● **Exercise objective**: Which lines of the material below contain the string "striped" with the same capitalization? Pick out each of those lines and copy it.

Stored data records
----
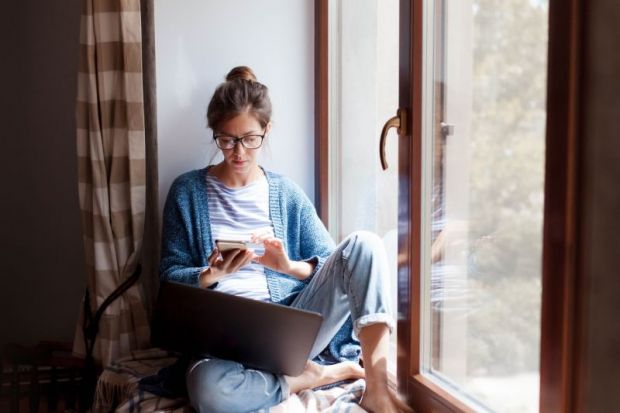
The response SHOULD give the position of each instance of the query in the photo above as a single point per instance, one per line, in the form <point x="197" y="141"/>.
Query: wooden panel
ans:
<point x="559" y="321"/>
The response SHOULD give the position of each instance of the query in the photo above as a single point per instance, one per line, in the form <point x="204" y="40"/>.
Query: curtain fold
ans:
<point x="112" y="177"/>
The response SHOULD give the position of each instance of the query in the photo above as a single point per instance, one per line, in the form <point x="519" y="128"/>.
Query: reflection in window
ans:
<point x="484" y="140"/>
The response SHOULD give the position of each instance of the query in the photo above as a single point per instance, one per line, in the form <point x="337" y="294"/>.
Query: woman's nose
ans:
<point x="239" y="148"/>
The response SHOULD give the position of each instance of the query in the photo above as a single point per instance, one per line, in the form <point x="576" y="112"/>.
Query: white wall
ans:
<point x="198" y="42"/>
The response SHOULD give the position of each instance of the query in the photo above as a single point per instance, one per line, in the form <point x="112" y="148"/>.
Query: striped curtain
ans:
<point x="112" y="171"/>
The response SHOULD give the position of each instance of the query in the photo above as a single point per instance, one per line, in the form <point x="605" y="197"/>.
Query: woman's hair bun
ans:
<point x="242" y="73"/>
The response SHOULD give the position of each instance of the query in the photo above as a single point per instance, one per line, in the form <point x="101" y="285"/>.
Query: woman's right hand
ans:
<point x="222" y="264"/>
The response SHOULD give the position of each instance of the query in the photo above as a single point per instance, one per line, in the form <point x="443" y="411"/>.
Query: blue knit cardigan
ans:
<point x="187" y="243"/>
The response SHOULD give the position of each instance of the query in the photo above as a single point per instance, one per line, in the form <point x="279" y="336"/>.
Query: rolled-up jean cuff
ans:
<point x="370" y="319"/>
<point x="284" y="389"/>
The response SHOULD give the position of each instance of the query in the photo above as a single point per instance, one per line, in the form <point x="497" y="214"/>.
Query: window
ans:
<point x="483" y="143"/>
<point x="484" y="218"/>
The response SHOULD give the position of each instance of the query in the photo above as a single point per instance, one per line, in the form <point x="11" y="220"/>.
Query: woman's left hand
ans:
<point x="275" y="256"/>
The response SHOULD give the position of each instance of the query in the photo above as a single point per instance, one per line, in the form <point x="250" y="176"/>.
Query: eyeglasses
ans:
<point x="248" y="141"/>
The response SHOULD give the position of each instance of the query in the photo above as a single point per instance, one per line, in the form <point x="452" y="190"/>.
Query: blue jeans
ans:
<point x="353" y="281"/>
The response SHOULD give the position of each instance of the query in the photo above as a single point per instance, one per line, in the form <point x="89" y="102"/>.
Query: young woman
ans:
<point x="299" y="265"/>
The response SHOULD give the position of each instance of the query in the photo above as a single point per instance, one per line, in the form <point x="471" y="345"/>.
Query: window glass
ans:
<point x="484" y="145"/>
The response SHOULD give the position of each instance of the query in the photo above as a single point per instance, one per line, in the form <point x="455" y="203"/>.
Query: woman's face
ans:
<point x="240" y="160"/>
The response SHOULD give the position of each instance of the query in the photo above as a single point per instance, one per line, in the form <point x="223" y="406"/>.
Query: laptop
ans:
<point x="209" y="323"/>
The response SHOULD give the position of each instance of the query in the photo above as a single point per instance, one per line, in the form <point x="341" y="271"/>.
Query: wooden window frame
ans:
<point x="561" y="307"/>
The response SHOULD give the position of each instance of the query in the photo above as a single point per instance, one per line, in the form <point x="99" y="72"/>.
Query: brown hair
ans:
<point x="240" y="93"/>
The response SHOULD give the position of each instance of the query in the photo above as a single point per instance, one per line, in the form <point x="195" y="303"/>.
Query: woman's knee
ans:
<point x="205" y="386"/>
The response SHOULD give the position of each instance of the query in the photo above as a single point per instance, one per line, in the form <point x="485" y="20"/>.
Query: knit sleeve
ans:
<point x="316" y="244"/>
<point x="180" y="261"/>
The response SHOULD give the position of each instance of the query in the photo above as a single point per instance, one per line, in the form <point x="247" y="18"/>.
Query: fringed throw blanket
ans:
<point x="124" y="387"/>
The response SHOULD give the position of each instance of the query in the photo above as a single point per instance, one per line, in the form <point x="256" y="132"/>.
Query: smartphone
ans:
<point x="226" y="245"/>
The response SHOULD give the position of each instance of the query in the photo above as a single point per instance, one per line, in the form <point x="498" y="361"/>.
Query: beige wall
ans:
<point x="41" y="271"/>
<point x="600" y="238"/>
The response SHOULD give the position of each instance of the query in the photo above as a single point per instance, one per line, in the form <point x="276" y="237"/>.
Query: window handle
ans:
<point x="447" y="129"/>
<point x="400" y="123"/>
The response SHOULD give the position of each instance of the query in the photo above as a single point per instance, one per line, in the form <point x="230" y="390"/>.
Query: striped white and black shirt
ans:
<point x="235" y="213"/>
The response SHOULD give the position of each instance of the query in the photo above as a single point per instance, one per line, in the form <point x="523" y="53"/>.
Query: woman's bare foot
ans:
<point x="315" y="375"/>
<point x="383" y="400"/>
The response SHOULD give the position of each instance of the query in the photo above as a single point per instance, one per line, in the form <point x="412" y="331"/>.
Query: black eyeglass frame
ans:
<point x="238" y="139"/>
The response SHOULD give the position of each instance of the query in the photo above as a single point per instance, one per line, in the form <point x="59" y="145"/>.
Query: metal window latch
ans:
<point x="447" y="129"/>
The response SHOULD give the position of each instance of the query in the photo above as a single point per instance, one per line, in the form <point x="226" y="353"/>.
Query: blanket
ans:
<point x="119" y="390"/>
----
● **Response below**:
Query: striped curtain
Query: striped white and black shirt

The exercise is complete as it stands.